* **Tasks**:
**1.** In the viola d'amore text, list each sound-hole shape that is named, along with the instrument or family it belongs to.
**2.** In the viola d'amore text, change "instrument" to "viola d'amore" everywhere in the part that begins at the words "The instrument has" and stops after "the violin families.", then give that part again.
[Reading text — start]
The standard tuning for the viola d’amore is by fourths with a third in the middle in a D major or minor chord depending on the tonality of piece.  This tuning by fourth and third in the middle resembles that one of the Viola da Gamba.  This interval of  the third makes intonation a little more challenging, as pointed out earlier in L. Mozart’s quot. The instrument also uses the scordatura technique to play some of its music. Scordatura also makes it easier to play the instrument,allowing the performer to play chords for some tonalities and have better command of the instrument in awkward or difficult passages .

The instrument has a soft and beautiful sound. This characteristic along with the intonation difficulties and the scordatura technique, made the instrument less practical to use.  Therefore, the instrument was not use as much until its revival in the 20th century.


The body has the shape of a viol with a couple of sound holes shaped as flaming swords. These viola d'amore 3sounding holes contrast with the standard C holes on the viol and the f  holes on the violin families.

The viola d’amore is consider a hybrid because of its European Viol construction, in addition to its flaming swords sound holes and the sympathetic strings found in some Middle Easter instruments.  At first, some think that it was called the viola of the Moor, or in Italian and Spanish la viola del Moro. Later, it is suggested that this name changed to viola d’amore.  In some instruments there is a carving of a blinded Cupid at the Peg box, reinforcing the name of viola d’amore for this instrument.

Repertoire in more detail

The Viola d’amore has an extensive repertoire from early periods of Music History through today. During the 18th Century and the Classical period several composers wrote for this instrument. Among some of these composer are H.I. von Biber, J.S. Bach, Christoph Graupner, Georg P.Telemann, Antonio Vivaldi, Attilio Ariosti, Alessandro Scarlatti, Pietro Locatelli, Christian Petzold,  Joh. P. Guzinger, Joh. Heinichen,  Joh. Pepusch, Joh.C. Pez, J.J. Fux, Joh.  Mattheson,  Reinhard Keiser, Giovanni Bononcini,  Joh. Hasse, and J.J. Quantz during the 18th Century. During the Classical period in addition to the Stamitz family, other composers are F.A. Hoffmeister, Joh. Albrechtsberger, Joseph Eybler,  Franz Benda,  L.T. Milandre, J.B. Neruda, Giovanni Toeschi, F.W. Rust,  Heinrich Vetter, Luigi Borghi, Joh. Krumloffksi, Joh. Suess, Joh. Hoffman,  and Giov. F.  Giuliani.
[Reading text — finish]
[Extracted records — start]
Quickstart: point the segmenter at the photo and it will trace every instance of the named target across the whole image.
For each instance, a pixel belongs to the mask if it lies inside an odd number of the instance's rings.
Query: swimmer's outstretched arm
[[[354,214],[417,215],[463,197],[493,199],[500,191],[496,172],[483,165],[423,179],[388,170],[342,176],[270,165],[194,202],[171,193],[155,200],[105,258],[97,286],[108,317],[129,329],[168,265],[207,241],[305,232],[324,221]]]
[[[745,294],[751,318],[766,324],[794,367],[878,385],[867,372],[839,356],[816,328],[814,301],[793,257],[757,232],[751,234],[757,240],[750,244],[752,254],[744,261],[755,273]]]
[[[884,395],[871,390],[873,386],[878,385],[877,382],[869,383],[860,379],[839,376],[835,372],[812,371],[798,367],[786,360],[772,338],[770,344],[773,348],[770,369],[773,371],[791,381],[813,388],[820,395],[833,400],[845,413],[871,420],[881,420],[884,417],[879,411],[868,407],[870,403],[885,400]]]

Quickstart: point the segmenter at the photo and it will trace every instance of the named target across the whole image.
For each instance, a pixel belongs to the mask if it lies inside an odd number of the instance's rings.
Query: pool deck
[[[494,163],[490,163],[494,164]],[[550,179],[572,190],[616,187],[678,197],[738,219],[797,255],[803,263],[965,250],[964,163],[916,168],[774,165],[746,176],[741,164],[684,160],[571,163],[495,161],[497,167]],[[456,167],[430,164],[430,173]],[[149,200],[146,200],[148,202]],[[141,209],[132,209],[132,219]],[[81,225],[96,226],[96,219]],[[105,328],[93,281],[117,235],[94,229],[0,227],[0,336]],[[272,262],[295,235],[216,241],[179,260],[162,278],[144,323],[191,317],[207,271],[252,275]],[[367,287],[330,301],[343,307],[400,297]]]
[Extracted records — finish]
* **Outputs in order**:
**1.**
Flaming swords: viola d'amore
C holes: viol
f holes: violin families

**2.**
The viola d'amore has a soft and beautiful sound. This characteristic along with the intonation difficulties and the scordatura technique, made the viola d'amore less practical to use.  Therefore, the viola d'amore was not use as much until its revival in the 20th century.


The body has the shape of a viol with a couple of sound holes shaped as flaming swords. These viola d'amore 3sounding holes contrast with the standard C holes on the viol and the f  holes on the violin families.